━━━━━ KUTIPAN YANG DIBERIKAN

MENUTUP RAMBUT BAGI WANITA



MENUTUP RAMBUT BAGI WANITA


Pertanyaan:

Ada sebagian orang  mengatakan  bahwa  rambut  wanita  tidak termasuk  aurat  dan  boleh dibuka. Apakah hal ini benar dan bagaimana dalilnya?
 
Jawab:
Telah menjadi suatu ijma' bagi kaum Muslimin di semua negara dan  di  setiap  masa  pada  semua  golongan  fuqaha, ulama, ahli-ahli hadis dan ahli tasawuf, bahwa  rambut  wanita  itu termasuk perhiasan yang wajib ditutup, tidak boleh dibuka di hadapan orang yang bukan muhrimnya.

Adapun sanad  dan  dalil  dari  ijma'  tersebut  ialah  ayat Al-Qur'an:
 
"Katakanlah kepada wanita yang beriman, 'Hendaklah mereka menahan pandangannya, memelihara kemaluannya, dan janganlah menampakkan  perhiasannya, kecuali yang (biasa) tampak darinya. Dan hendaklah mereka menutupkan kain kerudung ke dadanya, ..." (Q.s. An-Nuur: 31).
 
Maka,  berdasarkan  ayat  di atas, Allah swt. telah melarang bagi  wanita  Mukminat  untuk  memperlihatkan  perhiasannya. Kecuali  yang  lahir  (biasa  tampak). Di antara para ulama, baik dahulu maupun sekarang, tidak ada yang mengatakan bahwa rambut  wanita  itu  termasuk  hal-hal  yang  lahir;  bahkan ulama-ulama yang  berpandangan  luas,  hal  itu  digolongkan perhiasan yang tidak tampak.

Dalam  tafsirnya,  Al-Qurthubi mengatakan, "Allah swt. telah melarang kepada kaum  wanita,  agar  dia  tidak  menampakkan perhiasannya   (keindahannya),  kecuali  kepada  orang-orang tertentu; atau perhiasan yang biasa tampak."

Ibnu Mas'ud berkata, "Perhiasan yang  lahir  (biasa  tampak) ialah   pakaian."  Ditambahkan  oleh  Ibnu  Jubair,  "Wajah" Ditambah pula oleh Sa'id Ibnu Jubair dan  Al-Auzai,  "Wajah, kedua tangan dan pakaian."

━━━━━━━━━━

_YANG HARUS DIKERJAKAN_
a) Ambil dari kutipan tentang menutup rambut bagi wanita bagian yang dimulai pada kata-kata "Maka,  berdasarkan  ayat  di" dan berakhir setelah "yang tidak tampak.", lalu salin tanpa perubahan apa pun.
b) Menurut Ibnu Mas'ud dalam kutipan tentang menutup rambut bagi wanita, apa yang dimaksud dengan perhiasan yang lahir (biasa tampak)?
c) Teruskan kutipan tentang menutup rambut bagi wanita, dimulai sesudah kalimat terakhirnya.
Baris-baris data yang menyusul tidak ada kaitannya dengan kutipan tentang menutup rambut bagi wanita.

━━━━━ DATA YANG DIBERIKAN

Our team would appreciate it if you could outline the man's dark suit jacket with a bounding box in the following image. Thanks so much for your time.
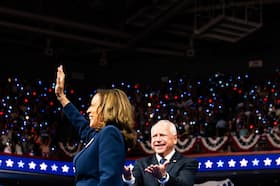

━━━━━━━━━━

_JAWABAN LATIHAN_
a)
Maka,  berdasarkan  ayat  di atas, Allah swt. telah melarang bagi  wanita  Mukminat  untuk  memperlihatkan  perhiasannya. Kecuali  yang  lahir  (biasa  tampak). Di antara para ulama, baik dahulu maupun sekarang, tidak ada yang mengatakan bahwa rambut  wanita  itu  termasuk  hal-hal  yang  lahir;  bahkan ulama-ulama yang  berpandangan  luas,  hal  itu  digolongkan perhiasan yang tidak tampak.

b) Pakaian.

c)
Ibnu  Abbas,  Qatadah  dan Al-Masuri Ibnu Makhramah berkata, "Perhiasan (keindahan) yang lahir itu ialah celak, perhiasan dan cincin termasuk dibolehkan (mubah)."

Ibnu Atiyah berkata, "Yang jelas bagi saya ialah yang sesuai dengan arti ayat tersebut, bahwa wanita diperintahkan  untuktidak  menampakkan  dirinya dalam keadaan berhias yang indah dan supaya berusaha  menutupi  hal  itu.  Perkecualian  pada bagian-bagian  yang  kiranya berat untuk menutupinya, karena darurat dan sukar, misalnya wajah dan tangan."

Berkata Al-Qurthubi, "Pandangan Ibnu  Atiyah  tersebut  baik sekali, karena biasanya wajah dan kedua tangan itu tampak di waktu biasa  dan  ketika  melakukan  amal  ibadat,  misalnya salat, ibadat haji dan sebagainya."

Hal  yang  demikian  ini sesuai dengan apa yang diriwayatkan oleh Abu Daud dari Aisyah r.a. bahwa ketika Asma' binti  Abu Bakar  r.a.  bertemu dengan Rasulullah saw, ketika itu Asma' sedang  mengenakan  pakaian  tipis,  lalu  Rasulullah   saw. memalingkan muka seraya bersabda:

"Wahai Asma'! Sesungguhnya, jika seorang wanita sudah sampai masa haid, maka tidak layak lagi bagi dirinya menampakkannya, kecuali ini ..." (beliau mengisyaratkan pada muka dan tangannya).

Dengan demikian, sabda Rasulullah saw. itu menunjukkan bahwa rambut  wanita   tidak   termasuk   perhiasan   yang   boleh ditampakkan, kecuali wajah dan tangan.

Allah  swt.  telah  memerintahkan  bagi  kaum wanita Mukmin, dalam  ayat  di  atas,  untuk  menutup  tempat-tempat   yang biasanya  terbuka  di  bagian dada. Arti Al-Khimar itu ialah "kain  untuk  menutup  kepala,"  sebagaimana   surban   bagi laki-laki,   sebagaimana  keterangan  para  ulama  dan  ahli tafsir. Hal ini (hadis  yang  menganjurkan  menutup  kepala) tidak terdapat pada hadis manapun.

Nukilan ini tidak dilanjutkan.